▶ **Document excerpt**:
Frauds & Scams

Inspector General Warns Public About New Twist To Social Security Phone Scams

January 9, 2020 • By

Last Updated: January 9, 2020

The Inspector General of Social Security, Gail S. Ennis, is warning the public that telephone scammers may send faked documents by email to convince victims to comply with their demands. The Social Security Administration Office of the Inspector General (OIG) has received reports of victims who received emails with attached letters and reports that appeared to be from Social Security or Social Security OIG. The letters may use official letterhead and government “jargon” to convince victims they are legitimate; they may also contain misspellings and grammar mistakes.

This is the latest variation on Social Security phone scams, which continue to be widespread throughout the United States. Using robocalls or live callers, fraudsters pretend to be government employees and claim there is identity theft or another problem with one’s Social Security number, account, or benefits. They may threaten arrest or other legal action, or may offer to increase benefits, protect assets, or resolve identity theft. They often demand payment via retail gift card, cash, wire transfer, internet currency such as Bitcoin, or pre-paid debit card.

▶ **Tasks to perform**:
a - Reproduce the portion of the warning about Social Security phone scams starting at "Frauds & Scams" and ending at "and grammar mistakes.".
b - Write the next part of the warning about Social Security phone scams, picking up right after its last sentence.

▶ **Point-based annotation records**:
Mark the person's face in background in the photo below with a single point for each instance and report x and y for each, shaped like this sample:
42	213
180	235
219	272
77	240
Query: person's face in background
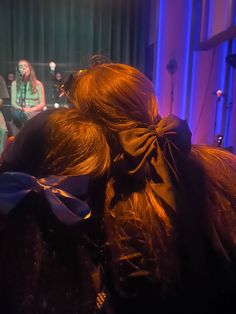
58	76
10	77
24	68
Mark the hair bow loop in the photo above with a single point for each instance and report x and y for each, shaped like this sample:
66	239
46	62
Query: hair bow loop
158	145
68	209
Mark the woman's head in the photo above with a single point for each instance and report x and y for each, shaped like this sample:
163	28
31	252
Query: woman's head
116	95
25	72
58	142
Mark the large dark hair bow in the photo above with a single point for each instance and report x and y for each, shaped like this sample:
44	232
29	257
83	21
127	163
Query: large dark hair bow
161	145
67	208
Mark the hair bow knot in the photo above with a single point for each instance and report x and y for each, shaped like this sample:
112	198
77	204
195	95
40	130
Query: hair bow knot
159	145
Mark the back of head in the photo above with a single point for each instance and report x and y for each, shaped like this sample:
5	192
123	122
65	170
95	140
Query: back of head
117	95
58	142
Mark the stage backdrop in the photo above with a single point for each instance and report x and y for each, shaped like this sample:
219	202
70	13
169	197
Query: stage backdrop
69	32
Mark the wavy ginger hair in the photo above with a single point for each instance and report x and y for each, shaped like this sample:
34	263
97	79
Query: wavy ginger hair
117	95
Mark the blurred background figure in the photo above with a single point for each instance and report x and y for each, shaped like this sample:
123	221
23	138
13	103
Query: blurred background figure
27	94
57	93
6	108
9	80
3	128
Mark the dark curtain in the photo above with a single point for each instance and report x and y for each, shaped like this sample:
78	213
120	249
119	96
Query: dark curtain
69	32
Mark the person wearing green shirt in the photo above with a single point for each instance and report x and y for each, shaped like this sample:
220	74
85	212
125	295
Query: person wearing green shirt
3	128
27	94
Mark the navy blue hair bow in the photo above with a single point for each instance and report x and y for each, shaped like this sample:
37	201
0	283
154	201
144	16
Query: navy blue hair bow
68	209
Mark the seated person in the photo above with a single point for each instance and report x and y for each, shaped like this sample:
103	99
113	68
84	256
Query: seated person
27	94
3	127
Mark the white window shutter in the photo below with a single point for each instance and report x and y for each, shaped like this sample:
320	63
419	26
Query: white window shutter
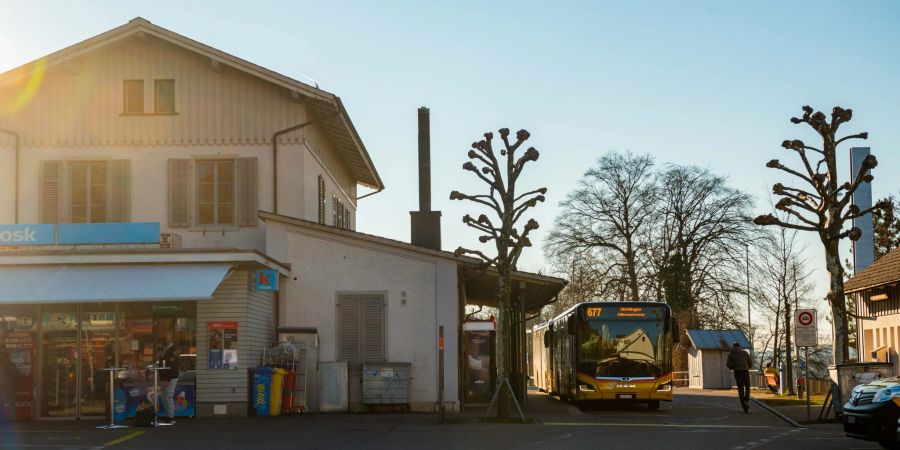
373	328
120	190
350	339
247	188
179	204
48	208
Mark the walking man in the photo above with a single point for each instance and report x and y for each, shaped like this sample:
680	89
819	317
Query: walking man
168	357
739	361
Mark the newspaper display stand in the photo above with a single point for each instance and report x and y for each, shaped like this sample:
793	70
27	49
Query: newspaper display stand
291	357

▶ **Answers for this exercise**:
a -
Frauds & Scams

Inspector General Warns Public About New Twist To Social Security Phone Scams

January 9, 2020 • By

Last Updated: January 9, 2020

The Inspector General of Social Security, Gail S. Ennis, is warning the public that telephone scammers may send faked documents by email to convince victims to comply with their demands. The Social Security Administration Office of the Inspector General (OIG) has received reports of victims who received emails with attached letters and reports that appeared to be from Social Security or Social Security OIG. The letters may use official letterhead and government “jargon” to convince victims they are legitimate; they may also contain misspellings and grammar mistakes.

b -
Inspector General Ennis urges continued vigilance against all types of phone scams no matter what “proof” callers may offer. As we continue to increase public awareness of phone scams, criminals will come up with new ways to convince people of their legitimacy. Social Security will never:

  • threaten you with arrest or other legal action unless you immediately pay a fine or fee;
  • promise a benefit increase or other assistance in exchange for payment;
  • require payment by retail gift card, cash, wire transfer, internet currency, or prepaid debit card; or
  • send official letters or reports containing personally identifiable information via email.

If there is ever a problem with your Social Security number or record, in most cases Social Security will mail you a letter. If you do need to submit payments to Social Security, the agency will send a letter with instructions and payment options. You should never pay a government fee or fine using retail gift cards, cash, internet currency, wire transfers, or pre-paid debit cards. The scammers ask for payment this way because it is very difficult to trace and recover.

If you receive a call or email that you believe to be suspicious, about a problem with your Social Security number or account, hang up or do not respond. We encourage the public to report Social Security phone scams using our dedicated online form, at https://oig.ssa.gov. Please share this information with your friends and family, to help spread awareness about phone scams. For more information, please visit https://oig.ssa.gov/scam.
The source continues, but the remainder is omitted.